• [Instructions to follow]: Repeat each line of the material exactly.

----- Extracted material -----

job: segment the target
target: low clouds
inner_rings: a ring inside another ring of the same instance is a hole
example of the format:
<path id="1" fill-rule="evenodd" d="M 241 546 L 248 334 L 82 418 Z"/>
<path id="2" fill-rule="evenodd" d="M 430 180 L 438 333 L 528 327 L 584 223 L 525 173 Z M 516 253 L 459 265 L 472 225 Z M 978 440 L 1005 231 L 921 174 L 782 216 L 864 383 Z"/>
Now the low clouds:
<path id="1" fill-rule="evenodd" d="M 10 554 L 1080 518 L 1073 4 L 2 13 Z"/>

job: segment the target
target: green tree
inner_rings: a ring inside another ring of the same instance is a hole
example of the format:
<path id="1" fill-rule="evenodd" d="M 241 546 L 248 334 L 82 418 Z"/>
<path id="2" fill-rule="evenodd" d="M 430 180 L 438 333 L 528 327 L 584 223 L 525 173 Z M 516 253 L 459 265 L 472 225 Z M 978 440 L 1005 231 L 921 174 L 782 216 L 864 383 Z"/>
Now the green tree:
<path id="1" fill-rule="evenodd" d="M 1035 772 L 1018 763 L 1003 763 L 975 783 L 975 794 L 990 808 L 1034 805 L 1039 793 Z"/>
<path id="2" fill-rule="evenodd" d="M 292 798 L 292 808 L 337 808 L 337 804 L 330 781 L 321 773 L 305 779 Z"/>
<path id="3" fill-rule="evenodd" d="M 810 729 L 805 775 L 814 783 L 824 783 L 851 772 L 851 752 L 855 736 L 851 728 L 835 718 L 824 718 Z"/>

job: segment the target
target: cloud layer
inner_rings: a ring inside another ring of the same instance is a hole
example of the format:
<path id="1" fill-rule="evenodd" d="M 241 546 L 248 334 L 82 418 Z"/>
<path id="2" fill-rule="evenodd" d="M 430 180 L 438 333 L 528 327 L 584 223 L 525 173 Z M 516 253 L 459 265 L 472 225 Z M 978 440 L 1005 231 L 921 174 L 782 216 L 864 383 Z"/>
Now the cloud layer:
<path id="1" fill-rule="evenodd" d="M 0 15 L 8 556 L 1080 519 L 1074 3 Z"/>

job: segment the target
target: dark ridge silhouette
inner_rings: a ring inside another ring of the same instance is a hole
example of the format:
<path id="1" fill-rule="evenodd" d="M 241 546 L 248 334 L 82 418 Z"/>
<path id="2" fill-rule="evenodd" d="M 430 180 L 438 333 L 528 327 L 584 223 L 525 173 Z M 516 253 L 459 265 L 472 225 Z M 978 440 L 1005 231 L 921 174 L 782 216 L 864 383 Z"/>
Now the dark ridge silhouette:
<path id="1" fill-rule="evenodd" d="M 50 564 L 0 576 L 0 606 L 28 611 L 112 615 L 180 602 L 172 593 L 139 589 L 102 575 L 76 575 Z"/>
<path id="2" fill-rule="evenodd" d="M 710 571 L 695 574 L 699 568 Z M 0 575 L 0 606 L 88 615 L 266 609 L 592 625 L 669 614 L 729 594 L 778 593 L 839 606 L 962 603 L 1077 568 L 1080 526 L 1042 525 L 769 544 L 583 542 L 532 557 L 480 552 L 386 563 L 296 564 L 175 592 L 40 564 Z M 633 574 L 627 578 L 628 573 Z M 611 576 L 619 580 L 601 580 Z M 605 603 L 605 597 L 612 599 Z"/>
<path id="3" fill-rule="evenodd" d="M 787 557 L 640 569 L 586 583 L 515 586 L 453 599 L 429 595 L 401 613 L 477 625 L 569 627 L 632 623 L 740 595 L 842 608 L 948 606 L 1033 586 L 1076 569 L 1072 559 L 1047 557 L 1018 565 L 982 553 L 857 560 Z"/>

-----

• [Worked solution]:
job: segment the target
target: low clouds
inner_rings: a ring inside another ring of the same instance is a hole
example of the format:
<path id="1" fill-rule="evenodd" d="M 241 546 L 248 334 L 82 418 Z"/>
<path id="2" fill-rule="evenodd" d="M 430 180 L 438 333 L 528 327 L 584 223 L 525 173 Z M 516 253 L 459 265 L 472 225 Z M 978 440 L 1005 231 L 921 174 L 782 216 L 864 383 Z"/>
Now the low clouds:
<path id="1" fill-rule="evenodd" d="M 10 554 L 1080 518 L 1073 4 L 2 13 Z"/>

job: segment the target
target: green tree
inner_rings: a ring inside another ring of the same instance is a hole
example of the format:
<path id="1" fill-rule="evenodd" d="M 241 546 L 248 334 L 82 418 Z"/>
<path id="2" fill-rule="evenodd" d="M 430 180 L 438 333 L 528 327 L 584 223 L 525 173 Z M 516 253 L 459 265 L 472 225 Z M 978 440 L 1005 231 L 921 174 L 782 216 L 864 383 Z"/>
Now the green tree:
<path id="1" fill-rule="evenodd" d="M 1035 772 L 1018 763 L 1003 763 L 975 783 L 975 794 L 990 808 L 1034 805 L 1039 793 Z"/>
<path id="2" fill-rule="evenodd" d="M 292 798 L 292 808 L 337 808 L 337 804 L 330 781 L 321 773 L 305 779 Z"/>
<path id="3" fill-rule="evenodd" d="M 810 729 L 805 775 L 814 783 L 824 783 L 851 772 L 851 752 L 855 736 L 851 728 L 835 718 L 824 718 Z"/>

job: segment the target
target: cloud layer
inner_rings: a ring inside another ring of the same instance is a hole
example of the format:
<path id="1" fill-rule="evenodd" d="M 241 546 L 248 334 L 82 418 Z"/>
<path id="2" fill-rule="evenodd" d="M 430 180 L 438 333 L 528 327 L 584 223 L 525 173 Z M 516 253 L 459 265 L 472 225 Z M 978 440 L 1005 231 L 921 174 L 782 216 L 864 383 Z"/>
Now the cloud layer:
<path id="1" fill-rule="evenodd" d="M 0 15 L 8 556 L 1080 519 L 1074 3 Z"/>

job: segment the target
target: dark ridge silhouette
inner_rings: a ring inside another ring of the same instance is a hole
example of the format:
<path id="1" fill-rule="evenodd" d="M 241 546 L 248 334 L 82 418 Z"/>
<path id="2" fill-rule="evenodd" d="M 430 180 L 438 333 L 528 327 L 584 223 L 525 173 Z M 516 253 L 459 265 L 472 225 Z M 978 440 L 1005 231 L 921 174 L 782 216 L 864 383 Z"/>
Now the dark ridge silhouette:
<path id="1" fill-rule="evenodd" d="M 50 564 L 0 576 L 0 606 L 28 611 L 112 615 L 180 602 L 172 593 L 139 589 L 102 575 L 76 575 Z"/>
<path id="2" fill-rule="evenodd" d="M 710 571 L 695 574 L 699 568 Z M 0 575 L 0 606 L 88 615 L 266 609 L 592 625 L 669 614 L 729 594 L 778 593 L 839 606 L 962 603 L 1077 568 L 1080 526 L 1042 525 L 769 544 L 583 542 L 532 557 L 480 552 L 386 563 L 296 564 L 175 592 L 40 564 Z M 633 574 L 627 578 L 628 573 Z M 611 576 L 619 580 L 601 580 Z M 605 603 L 605 597 L 612 599 Z"/>
<path id="3" fill-rule="evenodd" d="M 787 557 L 640 569 L 586 583 L 515 586 L 453 599 L 429 595 L 401 613 L 477 625 L 569 627 L 632 623 L 740 595 L 842 608 L 948 606 L 1033 586 L 1076 569 L 1072 559 L 1047 557 L 1018 565 L 982 553 L 857 560 Z"/>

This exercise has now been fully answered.